# Passage fourni

========

Inflorenza de Thomas Munier, “un jeu de rôle pour incarner des héros, des salauds et des martyrs dans l’enfer forestier de Millevaux.”
Exemple de Partie
Tes paroles ne m’atteignent pas, compte-rendu rédigé par l’auteur avec explications des règles.
Description Courte
Inflorenza est d’abord un jeu de rôle, avec ou sans MJ, dont le but est de raconter des histoires épiques, volontiers sombres, en partageant la narration autour de la table, et avec un système qui laisse une très grande partie du contrôle aux joueureuses.

========

# Tâches à faire
1. D'après le texte sur Inflorenza, quel est le but de ce jeu de rôle ?
2. Rédigez la suite du texte sur Inflorenza, s'il vous plaît, en reprenant juste après sa dernière phrase.

# Matériel recueilli
========

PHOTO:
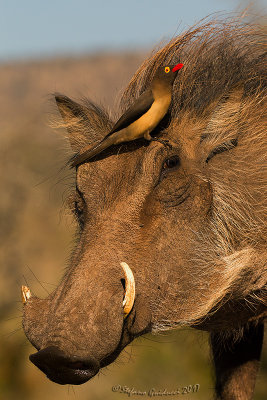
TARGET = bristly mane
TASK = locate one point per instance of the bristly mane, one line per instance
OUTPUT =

========

# Réponses ci-dessous
1. Raconter des histoires épiques, volontiers sombres, en partageant la narration autour de la table.

2.
La principale particularité d’Inflorenza est son système minimaliste : la fiche de personnage n’est qu’une feuille vierge sur laquelle lae joueureuse va écrire des phrases. Ces phrases représentent les souvenirs, les possessions, les désirs, les souffrances et les questionnements du personnage. Malgré ce minimalisme, Inflorenza possède bien un système de jeu, puisque l’écriture des phrases est régie par le mécanisme de résolution des actions des personnages. Ainsi, lors d’un conflit, les jets de dés indiqueront combien de phrases écrire (ou barrer), et si ces phrases doivent être négatives ou positives pour le personnage. De même, ces phrases, en plus de construire narrativement le personnage, déterminent le nombre de dés à lancer lors d’un conflit.
Par ailleurs, ces phrases doivent se rapporter à un Thème, choisi ou tiré au hasard parmi une liste préétablie, afin de garantir la cohérence de l’univers et des événements. Ce sont ces Thèmes qui vont influencer profondément l’esthétique de la partie, en modifiant le type de conséquences que peuvent avoir les événements. Dans la version “standard” d’Inflorenza, ils sont au nombre de 12, et se rapportent à l’univers forestier de Millevaux : Folie, Mémoire, Nature, Emprise, Égrégore, Société, Clan, Religion, Science, Amour, Pulsions et Chair.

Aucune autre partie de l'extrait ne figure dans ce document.